What to do: Print the passage of the article on the Olufuko festival that begins with the words containing "The organisation says" and ends with "Phil ya Nangoloh.", copying it exactly.

Text block:
<<<<
NamRights to sue over Olufuko
NamRights to sue over Olufuko

NamRights to sue over Olufuko

The human rights organisation says the cultural festival is more like a strip show where young girls are put on display for men with money.
Catherine Sasman
NamRights is preparing a lawsuit to stop the Olufuko festival and other cultural practices that it considers harmful sexual initiations.

It intends to lodge the legal challenge before the end of the year, and argues Olufuko is unconstitutional because it seeks to convert young children into adult, child-bearing women.

It says the festival deprives and robs children of their normal and natural childhood-to-adulthood mental and physical development, and that it is simply illegal, both in terms of international customary, humanitarian and human rights laws.

NamRights says the Olufuko festival is also contrary to Namibia's contemporary, civil, cultural, political and social customs and practices, and parades poor, bare-breasted girls in public without their consent to attract economic investments for affluent families.

The organisation says further that the festival is criminal enterprise, which constitutes indecent exposure, and holds nothing positive in terms of culture and tradition.





“It is children being taken to a trade fair where they are paraded in what can only be described as a strip show. It is against the law and promotes patriarchy and is used to make women submissive,” said NamRights executive director Phil ya Nangoloh.

Ya Nangoloh said the original Olufuko initiation practice was to avoid girl children being burned alive for getting pregnant before marriage.
>>>>
Information provided:
<<<<
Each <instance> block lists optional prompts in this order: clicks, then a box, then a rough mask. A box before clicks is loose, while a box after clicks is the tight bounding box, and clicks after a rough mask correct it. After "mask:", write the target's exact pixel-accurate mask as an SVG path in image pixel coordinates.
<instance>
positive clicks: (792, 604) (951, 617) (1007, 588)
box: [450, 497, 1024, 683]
>>>>
Solved problem:
The organisation says further that the festival is criminal enterprise, which constitutes indecent exposure, and holds nothing positive in terms of culture and tradition.





“It is children being taken to a trade fair where they are paraded in what can only be described as a strip show. It is against the law and promotes patriarchy and is used to make women submissive,” said NamRights executive director Phil ya Nangoloh.